*Dataset*

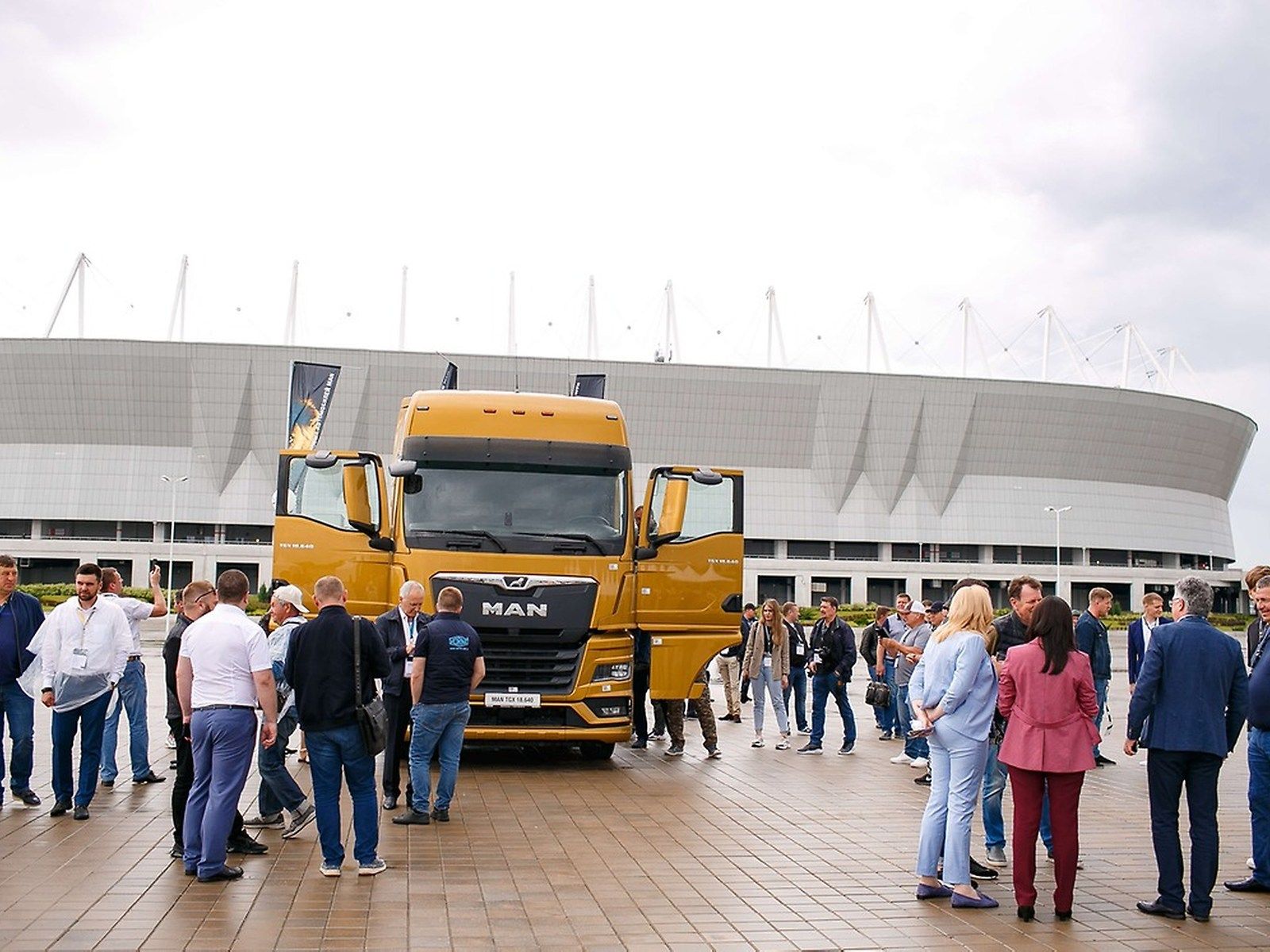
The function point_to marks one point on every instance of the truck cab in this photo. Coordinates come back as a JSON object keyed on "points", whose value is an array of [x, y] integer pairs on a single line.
{"points": [[525, 503]]}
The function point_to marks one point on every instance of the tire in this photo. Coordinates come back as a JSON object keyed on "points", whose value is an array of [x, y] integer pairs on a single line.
{"points": [[596, 750]]}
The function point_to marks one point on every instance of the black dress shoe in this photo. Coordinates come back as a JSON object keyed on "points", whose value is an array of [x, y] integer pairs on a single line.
{"points": [[410, 818], [225, 873], [1249, 885], [245, 846], [1157, 909]]}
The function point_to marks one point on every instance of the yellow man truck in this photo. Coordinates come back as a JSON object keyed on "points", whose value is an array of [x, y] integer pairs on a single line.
{"points": [[525, 501]]}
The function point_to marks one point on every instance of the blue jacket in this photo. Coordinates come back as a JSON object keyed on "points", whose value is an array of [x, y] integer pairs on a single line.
{"points": [[1191, 692], [29, 615], [1091, 638], [1136, 645]]}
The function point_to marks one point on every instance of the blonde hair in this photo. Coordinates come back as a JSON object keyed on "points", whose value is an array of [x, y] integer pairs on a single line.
{"points": [[778, 621], [971, 609]]}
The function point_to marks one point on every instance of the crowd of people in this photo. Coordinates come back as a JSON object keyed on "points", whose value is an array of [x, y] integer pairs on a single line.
{"points": [[979, 702]]}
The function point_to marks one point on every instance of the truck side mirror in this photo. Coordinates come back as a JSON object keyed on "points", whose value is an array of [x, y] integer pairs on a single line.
{"points": [[670, 520], [357, 501]]}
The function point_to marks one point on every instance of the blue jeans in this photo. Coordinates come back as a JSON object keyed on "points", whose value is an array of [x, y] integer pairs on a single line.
{"points": [[133, 698], [329, 752], [90, 717], [994, 787], [19, 710], [798, 687], [1259, 801], [956, 772], [221, 746], [914, 747], [823, 685], [437, 727], [1100, 689], [279, 789]]}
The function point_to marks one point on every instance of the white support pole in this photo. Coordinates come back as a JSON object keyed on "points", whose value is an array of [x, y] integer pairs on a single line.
{"points": [[1127, 329], [289, 333], [672, 330], [177, 329], [592, 324], [61, 301], [402, 323], [511, 315], [83, 267], [1048, 315], [965, 334]]}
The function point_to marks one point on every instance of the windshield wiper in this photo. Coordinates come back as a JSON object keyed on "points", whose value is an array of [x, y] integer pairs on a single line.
{"points": [[473, 533], [577, 536]]}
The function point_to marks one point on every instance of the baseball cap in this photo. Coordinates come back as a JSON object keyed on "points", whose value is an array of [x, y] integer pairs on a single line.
{"points": [[292, 596]]}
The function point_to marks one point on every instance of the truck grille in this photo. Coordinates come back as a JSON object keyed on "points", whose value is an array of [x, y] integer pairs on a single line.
{"points": [[537, 662]]}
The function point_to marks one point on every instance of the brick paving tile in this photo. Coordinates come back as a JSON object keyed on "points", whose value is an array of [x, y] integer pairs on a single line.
{"points": [[643, 852]]}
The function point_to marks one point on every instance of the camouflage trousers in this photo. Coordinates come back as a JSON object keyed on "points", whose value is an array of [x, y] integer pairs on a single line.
{"points": [[705, 716]]}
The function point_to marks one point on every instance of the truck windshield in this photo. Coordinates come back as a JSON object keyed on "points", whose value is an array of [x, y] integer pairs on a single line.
{"points": [[518, 509]]}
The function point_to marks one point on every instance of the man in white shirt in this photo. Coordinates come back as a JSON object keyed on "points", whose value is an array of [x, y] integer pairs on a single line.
{"points": [[133, 685], [84, 647], [279, 789], [222, 673]]}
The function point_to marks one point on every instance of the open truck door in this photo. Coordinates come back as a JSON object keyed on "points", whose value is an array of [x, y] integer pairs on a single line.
{"points": [[689, 571], [332, 518]]}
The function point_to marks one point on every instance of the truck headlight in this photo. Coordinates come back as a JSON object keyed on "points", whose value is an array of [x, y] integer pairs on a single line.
{"points": [[613, 672]]}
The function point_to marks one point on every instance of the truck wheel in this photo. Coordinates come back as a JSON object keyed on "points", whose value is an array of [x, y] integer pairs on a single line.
{"points": [[595, 750]]}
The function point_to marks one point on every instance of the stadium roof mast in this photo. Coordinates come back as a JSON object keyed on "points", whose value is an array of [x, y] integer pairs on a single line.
{"points": [[76, 272], [592, 323], [874, 324], [774, 328], [177, 330]]}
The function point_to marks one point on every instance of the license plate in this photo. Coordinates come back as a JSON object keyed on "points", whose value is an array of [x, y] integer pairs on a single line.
{"points": [[514, 700]]}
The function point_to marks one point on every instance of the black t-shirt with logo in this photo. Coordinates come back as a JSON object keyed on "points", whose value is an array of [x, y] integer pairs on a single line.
{"points": [[450, 647]]}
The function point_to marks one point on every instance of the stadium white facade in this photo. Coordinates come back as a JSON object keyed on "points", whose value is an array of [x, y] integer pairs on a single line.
{"points": [[860, 486]]}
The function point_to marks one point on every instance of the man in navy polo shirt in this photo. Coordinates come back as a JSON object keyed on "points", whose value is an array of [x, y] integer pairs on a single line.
{"points": [[448, 664]]}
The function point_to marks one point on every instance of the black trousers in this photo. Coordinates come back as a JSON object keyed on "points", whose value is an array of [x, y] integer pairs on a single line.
{"points": [[1168, 772], [398, 748], [184, 780]]}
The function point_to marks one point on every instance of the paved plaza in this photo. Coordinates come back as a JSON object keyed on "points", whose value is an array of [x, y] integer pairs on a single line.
{"points": [[760, 850]]}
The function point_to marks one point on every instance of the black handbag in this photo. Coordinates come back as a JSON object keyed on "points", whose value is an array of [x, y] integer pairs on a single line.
{"points": [[878, 693], [372, 717]]}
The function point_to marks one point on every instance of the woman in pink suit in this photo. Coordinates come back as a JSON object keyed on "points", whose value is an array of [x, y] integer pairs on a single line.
{"points": [[1047, 693]]}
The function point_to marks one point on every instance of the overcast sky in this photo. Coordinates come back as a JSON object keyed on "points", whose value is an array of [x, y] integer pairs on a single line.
{"points": [[1106, 160]]}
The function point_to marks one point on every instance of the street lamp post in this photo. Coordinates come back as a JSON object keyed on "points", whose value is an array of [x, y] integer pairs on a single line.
{"points": [[171, 543], [1058, 543]]}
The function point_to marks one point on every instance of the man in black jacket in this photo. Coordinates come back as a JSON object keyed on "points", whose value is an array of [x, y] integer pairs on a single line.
{"points": [[399, 628], [321, 666], [197, 600], [833, 655]]}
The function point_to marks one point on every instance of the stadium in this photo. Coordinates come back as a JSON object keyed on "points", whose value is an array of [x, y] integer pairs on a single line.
{"points": [[859, 486]]}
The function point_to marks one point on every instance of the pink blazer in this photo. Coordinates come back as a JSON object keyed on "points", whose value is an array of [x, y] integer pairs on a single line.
{"points": [[1051, 715]]}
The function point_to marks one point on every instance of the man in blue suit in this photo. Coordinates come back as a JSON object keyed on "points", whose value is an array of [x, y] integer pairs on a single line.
{"points": [[1187, 711], [1141, 631]]}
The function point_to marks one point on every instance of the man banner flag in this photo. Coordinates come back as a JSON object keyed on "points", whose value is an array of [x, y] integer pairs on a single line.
{"points": [[311, 389]]}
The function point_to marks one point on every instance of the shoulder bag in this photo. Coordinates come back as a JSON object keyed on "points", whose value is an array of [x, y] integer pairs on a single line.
{"points": [[372, 719]]}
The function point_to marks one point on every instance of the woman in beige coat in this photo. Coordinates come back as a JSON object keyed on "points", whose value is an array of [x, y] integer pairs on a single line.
{"points": [[768, 666]]}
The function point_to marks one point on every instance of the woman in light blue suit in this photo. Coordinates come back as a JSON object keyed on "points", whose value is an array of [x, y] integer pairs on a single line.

*Task*
Repeat, word for word, every line from the line that contains "of the shoulder" to the end of the entries; include both of those lines and no others.

*Final result*
The function point_to marks one point on every instance of the shoulder bag in this photo. Coordinates come back as a JSON object keyed on "points", whose value is an array of [x, y] integer pairs on a single line.
{"points": [[372, 719]]}
The function point_to marks one point on every instance of the woman in beige coat in this photo. Coordinates come back as a JSON object keyed on "points", whose value is an array of [x, y] integer pairs on a single line.
{"points": [[768, 666]]}
The function point_to marks one point on every instance of the woman in light blue suit in this photo. Coordinates come back as a JSON object keyed on "points", whose value is an array of [x, y] integer pairs on a single line.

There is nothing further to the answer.